December 17, 2012

Sleeper to the Most Serene Republic.





Imagine the anticipation of stepping on board a train, all aglow, as the brisk winter’s evening has just fallen.

Budapest, the neglected beauty on the Danube, is a city of friendly people, opulent buildings, golden domes, thermal baths and opera.  A foreign city robs you of your prejudices about different neighborhoods—you look at everything with fresh virgin eyes.

Keleti pályaudvar, Budapest's Eastern railway station, does not rank among the world's greatest termini. It has neither the presence of Grand Central Station, New York, the imperial thrust of Milan's homage to the Roman Empire, nor the glamour of London's St. Pancras. Yet, not withstanding its deja vue look it conjures up a spirit of bygone era adventure.

For it is from here that Hungary connects with the outside world. Daily the trains depart for Moscow, for Bucharest and the Black Sea, for Thessalonika and the warmth of the Greek isles, for Prague, Warsaw, Berlin, stretching still further to the Baltic States and onwards into Scandinavia. And it is from here, around five-thirty each afternoon that the overnight train for Venice departs.

I departed Budapest thinking of these two quotes by Thomas Szasz: “The stupid neither forgive nor forget; the naive forgive and forget; the wise forgive but do not forget” and “Clear thinking requires courage rather than intelligence.”

Although designated 'Inter City', complete with 'Wagons-Lits' and 'Dining Car', this is no express. For the first two to three hours it meanders slowly southwards, a stopping train for the resorts of the Balaton, Hungary's 'sea' and the largest inland lake in Europe. But what spectacular scenery as the sun dips down over a sheer expanse of water.


As night falls the train passes over the border and into Croatia.  Gone midnight and we are in Zagreb. Student backpackers, mostly Italian, homeward bound, jostle the corridors and gangways seeking seats. In the early hours we reach Ljubljana. Then a peace descend and the train slides into Italy, on to Mestre, and finally to its destination, the Queen of the Adriatic, Venice.

Aim 1 — In the Budapest-to-Venice train account, swap "spectacular scenery" for "breathtaking views" and write out the passage starting at "Although designated 'Inter" and ending at "expanse of water.".
Aim 2 — In the Budapest-to-Venice train account, at about what time each afternoon does the overnight train for Venice leave?
Aim 3 — Extend the Budapest-to-Venice train account beyond its final sentence.

Given data —
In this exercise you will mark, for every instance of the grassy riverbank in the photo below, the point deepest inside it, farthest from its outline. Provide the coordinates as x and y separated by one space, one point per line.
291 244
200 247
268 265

Exercise answer 1 —
Although designated 'Inter City', complete with 'Wagons-Lits' and 'Dining Car', this is no express. For the first two to three hours it meanders slowly southwards, a stopping train for the resorts of the Balaton, Hungary's 'sea' and the largest inland lake in Europe. But what breathtaking views as the sun dips down over a sheer expanse of water.

Exercise answer 2 — Around five-thirty each afternoon.

Exercise answer 3 —
A brief ride on the Vaporetto delivers me to my home away from home in the Sestiere Dorsoduro.  Sandwiched between two side canals and affording direct views onto the Grand Canal, and rarest of all a courtyard garden. A shady bower, vine hung, edges the water, the quiet disturbed by no more than the splash of a gondola oar and the chirping of sparrows. Perfect. Whilst behind the palazzo a lawned area, surrounded with perennial borders and palms, provides all the seclusion one could possibly require.

I ask for nothing more. A short walk and I am at the Gallerie dell' Accademia renewing a friendship with Bellini. A step further and I am at the magnificently restored Ca' Rezzonico, it too with a shady garden, home to the English painter Robert Browning and one time studio of the American portraitist John Singer Sargent. Two steps on and once more I am in heaven, for is there anything more wondrous, more uplifting than the Scuola S. Rocco with its accumulated works of Tintoretto? I think not.




5 comments:

Ms. Edna (squared) said...

Thank you.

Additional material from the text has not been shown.